Copy out all of the data below, changing "field log" to "survey record" everywhere it appears and leaving everything else the same.

── SOURCE MATERIAL

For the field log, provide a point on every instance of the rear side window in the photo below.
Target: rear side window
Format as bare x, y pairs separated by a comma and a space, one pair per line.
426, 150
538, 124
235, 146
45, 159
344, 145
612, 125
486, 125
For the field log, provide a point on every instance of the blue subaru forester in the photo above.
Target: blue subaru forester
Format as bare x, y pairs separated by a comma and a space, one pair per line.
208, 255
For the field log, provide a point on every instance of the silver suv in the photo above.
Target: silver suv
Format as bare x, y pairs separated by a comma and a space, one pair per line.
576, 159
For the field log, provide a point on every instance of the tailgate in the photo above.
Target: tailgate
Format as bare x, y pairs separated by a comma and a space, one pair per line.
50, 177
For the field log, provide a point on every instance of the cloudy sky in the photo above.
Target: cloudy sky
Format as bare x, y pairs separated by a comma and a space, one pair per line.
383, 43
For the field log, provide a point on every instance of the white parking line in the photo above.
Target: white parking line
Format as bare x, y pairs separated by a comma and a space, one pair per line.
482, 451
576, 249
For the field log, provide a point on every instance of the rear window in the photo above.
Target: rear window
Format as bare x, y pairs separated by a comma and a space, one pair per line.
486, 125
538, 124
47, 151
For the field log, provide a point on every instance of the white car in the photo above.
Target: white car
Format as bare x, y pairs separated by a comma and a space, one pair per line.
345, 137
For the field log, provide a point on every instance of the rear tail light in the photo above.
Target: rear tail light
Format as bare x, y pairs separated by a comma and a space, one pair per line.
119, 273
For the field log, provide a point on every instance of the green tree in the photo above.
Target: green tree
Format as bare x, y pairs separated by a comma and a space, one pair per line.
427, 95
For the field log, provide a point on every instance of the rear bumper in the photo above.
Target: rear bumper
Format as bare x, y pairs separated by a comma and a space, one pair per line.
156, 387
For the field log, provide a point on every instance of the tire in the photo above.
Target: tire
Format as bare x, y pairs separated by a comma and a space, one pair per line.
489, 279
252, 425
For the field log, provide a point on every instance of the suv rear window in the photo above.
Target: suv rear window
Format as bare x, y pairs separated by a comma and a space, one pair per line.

────

§ **RESPONSE FOR THIS EXERCISE**:
For the survey record, provide a point on every instance of the rear side window in the photo below.
Target: rear side window
Format as bare x, y pairs separated by a comma and a space, one pair per line.
426, 150
538, 124
235, 146
45, 159
344, 145
612, 125
486, 125
For the survey record, provide a point on every instance of the blue subaru forester in the photo above.
Target: blue subaru forester
Format as bare x, y pairs separated by a comma and a space, one pair per line.
208, 255
For the survey record, provide a point on every instance of the silver suv in the photo above.
Target: silver suv
Format as bare x, y pairs separated by a comma and a space, one pair per line.
576, 159
For the survey record, provide a point on every instance of the tailgate in the photo above.
Target: tailgate
Format as bare x, y pairs separated by a comma and a space, one pair per line.
50, 177
For the survey record, provide a point on every instance of the cloudy sky in the photo above.
Target: cloudy sky
Format as bare x, y pairs separated by a comma and a space, one pair per line.
383, 43
For the survey record, provide a point on every instance of the white parking line in the photo above.
Target: white parking line
Format as bare x, y pairs separated by a comma and a space, one pair per line.
482, 451
576, 249
For the survey record, provide a point on every instance of the rear window in the photo above.
Target: rear window
Format as bare x, y pairs separated by a comma and a space, one pair per line.
486, 125
538, 124
47, 151
For the survey record, provide a point on every instance of the white car in the photo above.
Target: white car
Format as bare x, y pairs separated by a comma and a space, one pair per line.
345, 137
For the survey record, provide a point on every instance of the rear tail light in the photo above.
Target: rear tail light
Format as bare x, y pairs separated by a comma and a space, one pair per line.
119, 273
For the survey record, provide a point on every instance of the green tree in the photo above.
Target: green tree
Format as bare x, y pairs separated by a comma and a space, one pair per line.
427, 95
For the survey record, provide a point on every instance of the rear bumper in the photo above.
Target: rear bumper
Format as bare x, y pairs separated by a comma and a space, one pair per line.
156, 387
For the survey record, provide a point on every instance of the tire in the photo above.
Target: tire
Format as bare x, y pairs separated by a comma and a space, one pair per line.
489, 279
252, 425
For the survey record, provide a point on every instance of the suv rear window in the photo above.
Target: suv rear window
Format as bare x, y pairs separated by a comma and a space, one pair per line.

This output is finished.